### Source material:
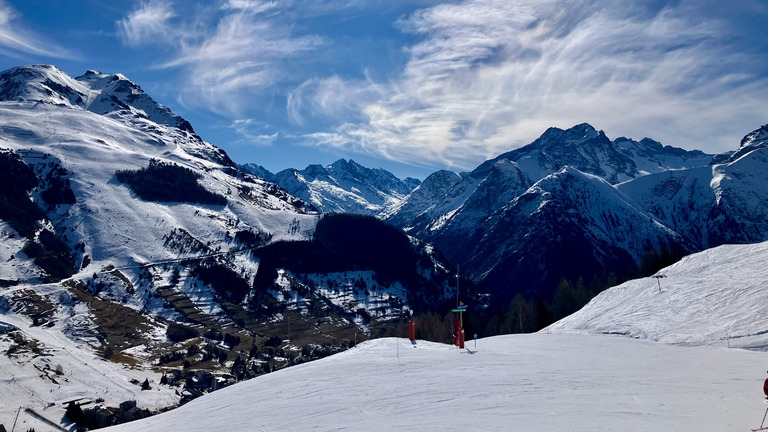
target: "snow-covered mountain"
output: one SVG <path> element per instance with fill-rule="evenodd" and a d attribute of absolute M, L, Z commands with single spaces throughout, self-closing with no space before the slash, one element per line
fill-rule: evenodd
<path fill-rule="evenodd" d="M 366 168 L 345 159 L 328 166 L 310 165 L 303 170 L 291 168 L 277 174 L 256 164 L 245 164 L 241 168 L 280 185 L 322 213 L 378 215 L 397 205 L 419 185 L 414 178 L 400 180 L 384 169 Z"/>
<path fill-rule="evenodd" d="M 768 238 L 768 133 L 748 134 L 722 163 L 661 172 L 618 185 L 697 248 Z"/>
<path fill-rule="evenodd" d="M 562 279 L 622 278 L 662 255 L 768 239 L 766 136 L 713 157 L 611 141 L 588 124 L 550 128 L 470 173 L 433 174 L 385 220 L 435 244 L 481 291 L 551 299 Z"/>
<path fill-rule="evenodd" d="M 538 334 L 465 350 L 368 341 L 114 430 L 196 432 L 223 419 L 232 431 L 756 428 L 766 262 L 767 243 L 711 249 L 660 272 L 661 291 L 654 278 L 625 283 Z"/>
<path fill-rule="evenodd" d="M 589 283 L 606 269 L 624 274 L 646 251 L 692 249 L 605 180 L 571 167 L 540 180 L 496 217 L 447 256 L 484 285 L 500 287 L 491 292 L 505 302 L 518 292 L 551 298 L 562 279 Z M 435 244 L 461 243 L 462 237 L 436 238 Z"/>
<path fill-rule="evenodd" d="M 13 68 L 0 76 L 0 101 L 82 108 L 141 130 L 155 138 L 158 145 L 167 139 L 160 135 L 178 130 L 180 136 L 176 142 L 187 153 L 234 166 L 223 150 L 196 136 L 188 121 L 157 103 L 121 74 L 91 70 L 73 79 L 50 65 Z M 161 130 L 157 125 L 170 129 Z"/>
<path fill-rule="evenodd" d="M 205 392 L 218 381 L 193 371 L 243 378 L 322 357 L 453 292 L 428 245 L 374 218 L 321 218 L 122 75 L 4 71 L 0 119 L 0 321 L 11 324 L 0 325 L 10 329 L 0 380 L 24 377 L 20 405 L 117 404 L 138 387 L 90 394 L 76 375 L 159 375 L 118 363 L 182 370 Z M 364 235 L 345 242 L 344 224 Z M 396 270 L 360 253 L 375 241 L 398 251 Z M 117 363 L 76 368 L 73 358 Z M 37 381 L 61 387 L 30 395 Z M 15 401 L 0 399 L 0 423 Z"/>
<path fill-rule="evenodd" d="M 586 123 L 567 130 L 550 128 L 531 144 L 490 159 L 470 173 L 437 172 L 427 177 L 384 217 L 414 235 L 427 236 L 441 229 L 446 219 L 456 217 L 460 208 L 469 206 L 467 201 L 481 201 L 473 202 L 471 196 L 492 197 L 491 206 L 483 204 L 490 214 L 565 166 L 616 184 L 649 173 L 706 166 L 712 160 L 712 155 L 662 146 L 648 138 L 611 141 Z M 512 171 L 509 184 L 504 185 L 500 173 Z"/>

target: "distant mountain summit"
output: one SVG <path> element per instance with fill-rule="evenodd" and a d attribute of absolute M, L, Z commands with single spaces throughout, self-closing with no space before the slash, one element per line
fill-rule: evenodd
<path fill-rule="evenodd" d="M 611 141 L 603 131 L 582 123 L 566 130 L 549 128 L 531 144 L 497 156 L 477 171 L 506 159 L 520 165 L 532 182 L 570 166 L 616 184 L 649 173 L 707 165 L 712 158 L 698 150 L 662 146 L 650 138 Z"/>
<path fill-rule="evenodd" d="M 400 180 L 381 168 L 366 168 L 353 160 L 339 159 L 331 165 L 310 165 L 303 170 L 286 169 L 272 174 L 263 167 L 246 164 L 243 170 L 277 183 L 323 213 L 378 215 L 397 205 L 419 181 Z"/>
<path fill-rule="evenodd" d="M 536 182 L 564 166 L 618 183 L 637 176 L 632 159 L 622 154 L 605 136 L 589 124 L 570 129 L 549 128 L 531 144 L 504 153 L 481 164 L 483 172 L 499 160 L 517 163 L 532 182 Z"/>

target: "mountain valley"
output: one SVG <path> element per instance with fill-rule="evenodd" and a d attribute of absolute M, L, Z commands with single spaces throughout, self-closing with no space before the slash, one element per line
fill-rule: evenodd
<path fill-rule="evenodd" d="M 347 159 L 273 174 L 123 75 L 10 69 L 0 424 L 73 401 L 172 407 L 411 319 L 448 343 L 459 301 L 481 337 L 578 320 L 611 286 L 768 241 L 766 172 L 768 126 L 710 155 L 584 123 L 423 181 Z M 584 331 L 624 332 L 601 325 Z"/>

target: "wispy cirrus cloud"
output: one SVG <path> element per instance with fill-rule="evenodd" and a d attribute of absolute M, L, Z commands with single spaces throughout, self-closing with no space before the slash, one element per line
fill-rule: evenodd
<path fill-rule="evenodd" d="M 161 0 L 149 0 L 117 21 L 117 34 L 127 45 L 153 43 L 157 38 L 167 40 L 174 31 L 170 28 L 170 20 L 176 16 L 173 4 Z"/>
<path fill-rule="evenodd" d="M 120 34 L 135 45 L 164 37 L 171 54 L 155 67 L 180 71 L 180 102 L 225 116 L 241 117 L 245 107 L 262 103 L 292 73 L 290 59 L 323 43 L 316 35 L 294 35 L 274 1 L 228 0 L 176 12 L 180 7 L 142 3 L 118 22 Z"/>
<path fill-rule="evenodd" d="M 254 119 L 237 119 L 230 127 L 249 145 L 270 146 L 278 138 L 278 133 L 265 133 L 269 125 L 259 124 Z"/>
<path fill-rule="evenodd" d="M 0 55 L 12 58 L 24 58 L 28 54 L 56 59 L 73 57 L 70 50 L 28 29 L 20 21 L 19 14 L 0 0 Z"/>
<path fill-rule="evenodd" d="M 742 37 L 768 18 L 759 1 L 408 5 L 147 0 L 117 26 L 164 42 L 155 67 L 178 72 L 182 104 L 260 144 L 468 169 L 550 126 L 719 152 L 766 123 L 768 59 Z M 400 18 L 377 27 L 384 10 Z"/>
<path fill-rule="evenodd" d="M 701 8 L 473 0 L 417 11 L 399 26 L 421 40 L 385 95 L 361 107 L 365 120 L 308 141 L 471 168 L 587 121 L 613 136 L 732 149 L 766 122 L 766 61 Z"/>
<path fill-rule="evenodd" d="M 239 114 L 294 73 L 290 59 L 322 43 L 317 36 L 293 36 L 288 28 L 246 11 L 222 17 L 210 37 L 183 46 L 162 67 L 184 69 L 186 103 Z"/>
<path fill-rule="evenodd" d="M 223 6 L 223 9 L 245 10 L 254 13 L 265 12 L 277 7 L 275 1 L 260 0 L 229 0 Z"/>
--
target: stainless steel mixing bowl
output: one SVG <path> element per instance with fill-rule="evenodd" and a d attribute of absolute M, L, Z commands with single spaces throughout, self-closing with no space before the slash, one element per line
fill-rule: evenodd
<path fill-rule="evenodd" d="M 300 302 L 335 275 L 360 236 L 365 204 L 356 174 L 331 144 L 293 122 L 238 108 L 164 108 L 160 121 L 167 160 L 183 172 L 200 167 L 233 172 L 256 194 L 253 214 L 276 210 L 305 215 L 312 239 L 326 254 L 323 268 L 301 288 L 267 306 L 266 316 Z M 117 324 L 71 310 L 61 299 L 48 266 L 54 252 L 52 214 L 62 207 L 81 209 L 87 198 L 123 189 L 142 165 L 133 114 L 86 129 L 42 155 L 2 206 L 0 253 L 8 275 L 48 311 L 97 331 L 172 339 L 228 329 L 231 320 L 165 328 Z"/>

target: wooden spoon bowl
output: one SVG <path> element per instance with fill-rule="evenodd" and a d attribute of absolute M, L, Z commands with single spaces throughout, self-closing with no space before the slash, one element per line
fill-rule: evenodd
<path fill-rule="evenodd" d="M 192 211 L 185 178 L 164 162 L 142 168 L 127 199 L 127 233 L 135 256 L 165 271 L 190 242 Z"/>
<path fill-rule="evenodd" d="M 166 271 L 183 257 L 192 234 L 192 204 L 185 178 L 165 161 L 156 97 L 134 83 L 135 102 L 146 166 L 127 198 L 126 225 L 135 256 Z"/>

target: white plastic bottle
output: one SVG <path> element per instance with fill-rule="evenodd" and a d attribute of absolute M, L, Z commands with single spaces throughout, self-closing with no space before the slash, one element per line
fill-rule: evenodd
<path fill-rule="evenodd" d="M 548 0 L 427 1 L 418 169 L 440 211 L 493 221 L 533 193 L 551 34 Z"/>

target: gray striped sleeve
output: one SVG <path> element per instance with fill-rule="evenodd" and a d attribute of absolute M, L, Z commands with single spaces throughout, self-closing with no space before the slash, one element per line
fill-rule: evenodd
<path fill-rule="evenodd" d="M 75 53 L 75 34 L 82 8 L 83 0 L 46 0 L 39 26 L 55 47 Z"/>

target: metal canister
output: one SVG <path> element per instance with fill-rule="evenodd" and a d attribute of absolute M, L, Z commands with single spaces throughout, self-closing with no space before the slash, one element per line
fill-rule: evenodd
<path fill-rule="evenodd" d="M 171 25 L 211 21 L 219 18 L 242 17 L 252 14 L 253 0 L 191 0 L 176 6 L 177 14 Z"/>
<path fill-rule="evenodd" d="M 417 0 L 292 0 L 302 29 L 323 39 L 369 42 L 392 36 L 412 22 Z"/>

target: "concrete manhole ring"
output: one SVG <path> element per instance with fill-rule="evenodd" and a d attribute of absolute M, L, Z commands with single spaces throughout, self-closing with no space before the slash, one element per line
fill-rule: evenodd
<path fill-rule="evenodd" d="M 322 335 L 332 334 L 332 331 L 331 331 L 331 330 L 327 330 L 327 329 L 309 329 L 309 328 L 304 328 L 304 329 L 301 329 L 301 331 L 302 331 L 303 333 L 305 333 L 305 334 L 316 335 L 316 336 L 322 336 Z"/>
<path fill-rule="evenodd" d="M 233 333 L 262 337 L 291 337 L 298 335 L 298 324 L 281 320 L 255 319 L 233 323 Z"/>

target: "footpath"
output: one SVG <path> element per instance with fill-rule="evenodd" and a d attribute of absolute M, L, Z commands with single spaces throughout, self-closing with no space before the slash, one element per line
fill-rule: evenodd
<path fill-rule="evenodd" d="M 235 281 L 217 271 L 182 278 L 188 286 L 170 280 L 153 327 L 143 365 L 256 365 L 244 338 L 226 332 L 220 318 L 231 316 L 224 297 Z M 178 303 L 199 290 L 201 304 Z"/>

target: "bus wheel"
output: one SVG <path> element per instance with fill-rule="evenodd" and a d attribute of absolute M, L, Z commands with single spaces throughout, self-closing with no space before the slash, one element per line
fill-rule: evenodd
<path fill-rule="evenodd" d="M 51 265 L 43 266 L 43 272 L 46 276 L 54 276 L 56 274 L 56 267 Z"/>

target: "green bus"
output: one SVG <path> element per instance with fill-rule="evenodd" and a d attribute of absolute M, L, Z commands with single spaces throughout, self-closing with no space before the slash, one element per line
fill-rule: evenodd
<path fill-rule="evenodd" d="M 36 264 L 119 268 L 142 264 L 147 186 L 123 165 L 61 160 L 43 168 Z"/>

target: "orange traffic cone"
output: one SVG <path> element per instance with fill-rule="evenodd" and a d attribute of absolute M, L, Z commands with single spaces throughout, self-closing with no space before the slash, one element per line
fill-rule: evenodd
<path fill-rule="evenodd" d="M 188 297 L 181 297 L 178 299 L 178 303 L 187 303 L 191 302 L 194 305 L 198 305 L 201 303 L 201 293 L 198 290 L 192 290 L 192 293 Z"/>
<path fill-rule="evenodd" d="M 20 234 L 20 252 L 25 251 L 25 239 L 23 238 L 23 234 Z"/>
--
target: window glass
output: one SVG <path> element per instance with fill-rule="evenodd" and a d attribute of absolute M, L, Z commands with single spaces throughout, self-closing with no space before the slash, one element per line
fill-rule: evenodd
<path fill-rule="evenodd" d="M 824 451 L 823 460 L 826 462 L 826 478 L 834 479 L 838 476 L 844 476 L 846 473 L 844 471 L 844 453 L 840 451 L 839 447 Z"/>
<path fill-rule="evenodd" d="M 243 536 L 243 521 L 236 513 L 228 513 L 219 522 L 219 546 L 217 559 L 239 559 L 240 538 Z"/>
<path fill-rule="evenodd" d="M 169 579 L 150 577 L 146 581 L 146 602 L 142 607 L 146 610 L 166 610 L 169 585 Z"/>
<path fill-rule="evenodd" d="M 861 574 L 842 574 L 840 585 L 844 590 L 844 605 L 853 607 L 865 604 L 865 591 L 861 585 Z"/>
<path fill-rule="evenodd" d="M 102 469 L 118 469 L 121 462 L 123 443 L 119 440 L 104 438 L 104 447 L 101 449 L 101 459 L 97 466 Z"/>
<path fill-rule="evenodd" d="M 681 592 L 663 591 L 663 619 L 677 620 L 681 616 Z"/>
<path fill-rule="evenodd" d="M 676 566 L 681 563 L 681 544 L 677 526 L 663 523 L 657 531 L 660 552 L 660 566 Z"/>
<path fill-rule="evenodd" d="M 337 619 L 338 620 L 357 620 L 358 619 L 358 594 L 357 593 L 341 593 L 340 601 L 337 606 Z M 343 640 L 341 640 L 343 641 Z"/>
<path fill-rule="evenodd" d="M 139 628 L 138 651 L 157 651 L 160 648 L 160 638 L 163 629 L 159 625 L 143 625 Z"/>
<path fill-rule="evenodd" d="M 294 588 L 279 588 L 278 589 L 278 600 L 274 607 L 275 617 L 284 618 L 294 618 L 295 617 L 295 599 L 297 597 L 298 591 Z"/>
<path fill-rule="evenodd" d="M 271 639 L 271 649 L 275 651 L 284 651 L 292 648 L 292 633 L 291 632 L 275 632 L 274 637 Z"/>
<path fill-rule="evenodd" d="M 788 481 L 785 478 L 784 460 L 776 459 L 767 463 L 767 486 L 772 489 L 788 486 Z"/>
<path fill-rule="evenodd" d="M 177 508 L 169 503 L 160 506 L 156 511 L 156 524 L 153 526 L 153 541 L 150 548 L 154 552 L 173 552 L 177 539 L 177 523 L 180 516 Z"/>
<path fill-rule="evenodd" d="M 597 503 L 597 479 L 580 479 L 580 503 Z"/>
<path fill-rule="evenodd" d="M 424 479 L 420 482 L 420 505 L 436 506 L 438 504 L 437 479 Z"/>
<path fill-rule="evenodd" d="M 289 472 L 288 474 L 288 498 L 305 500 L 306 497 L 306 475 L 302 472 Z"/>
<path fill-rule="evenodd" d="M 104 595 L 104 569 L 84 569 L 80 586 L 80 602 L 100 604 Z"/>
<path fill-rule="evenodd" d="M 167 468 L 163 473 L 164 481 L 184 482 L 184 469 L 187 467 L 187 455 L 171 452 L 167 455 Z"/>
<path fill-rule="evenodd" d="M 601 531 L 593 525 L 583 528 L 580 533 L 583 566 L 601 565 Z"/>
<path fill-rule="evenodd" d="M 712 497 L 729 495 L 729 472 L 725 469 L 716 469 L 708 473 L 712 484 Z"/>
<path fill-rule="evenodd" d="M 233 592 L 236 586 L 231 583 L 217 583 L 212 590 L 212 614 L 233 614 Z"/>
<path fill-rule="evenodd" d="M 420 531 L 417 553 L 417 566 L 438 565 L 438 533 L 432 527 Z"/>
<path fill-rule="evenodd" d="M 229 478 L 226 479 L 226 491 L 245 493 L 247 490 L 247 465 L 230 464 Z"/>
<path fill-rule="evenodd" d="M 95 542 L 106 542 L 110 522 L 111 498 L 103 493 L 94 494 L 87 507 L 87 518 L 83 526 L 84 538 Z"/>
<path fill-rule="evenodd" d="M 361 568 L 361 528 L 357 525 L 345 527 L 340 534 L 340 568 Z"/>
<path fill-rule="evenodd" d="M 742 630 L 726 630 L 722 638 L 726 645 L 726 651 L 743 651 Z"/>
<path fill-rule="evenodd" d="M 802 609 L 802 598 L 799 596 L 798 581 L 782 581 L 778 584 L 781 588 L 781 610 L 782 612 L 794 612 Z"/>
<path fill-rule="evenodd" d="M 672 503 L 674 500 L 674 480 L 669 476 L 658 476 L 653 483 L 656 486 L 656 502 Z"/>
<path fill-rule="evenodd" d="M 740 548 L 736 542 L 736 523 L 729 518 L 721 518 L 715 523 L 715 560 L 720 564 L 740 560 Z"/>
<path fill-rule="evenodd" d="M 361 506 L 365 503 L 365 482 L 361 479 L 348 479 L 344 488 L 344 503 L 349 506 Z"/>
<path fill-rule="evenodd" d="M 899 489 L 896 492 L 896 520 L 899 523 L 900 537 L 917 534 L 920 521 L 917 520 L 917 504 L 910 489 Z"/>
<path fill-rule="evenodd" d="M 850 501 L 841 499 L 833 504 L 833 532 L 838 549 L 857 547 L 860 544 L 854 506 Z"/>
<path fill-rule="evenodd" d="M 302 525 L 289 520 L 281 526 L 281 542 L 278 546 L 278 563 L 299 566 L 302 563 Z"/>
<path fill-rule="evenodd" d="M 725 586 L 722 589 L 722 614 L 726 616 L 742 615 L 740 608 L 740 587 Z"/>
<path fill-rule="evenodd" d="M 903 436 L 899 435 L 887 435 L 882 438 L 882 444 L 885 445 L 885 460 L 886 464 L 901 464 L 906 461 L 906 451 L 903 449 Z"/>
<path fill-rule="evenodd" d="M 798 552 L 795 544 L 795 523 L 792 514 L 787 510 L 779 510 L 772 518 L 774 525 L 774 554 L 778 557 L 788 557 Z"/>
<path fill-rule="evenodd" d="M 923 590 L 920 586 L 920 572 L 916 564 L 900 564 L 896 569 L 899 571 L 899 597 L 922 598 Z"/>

### Task brief:
Which lines of the data above contain the string "mountain"? Copy each of them.

### Solution to this problem:
target: "snow-covered mountain"
target: "distant mountain summit"
target: "mountain valley"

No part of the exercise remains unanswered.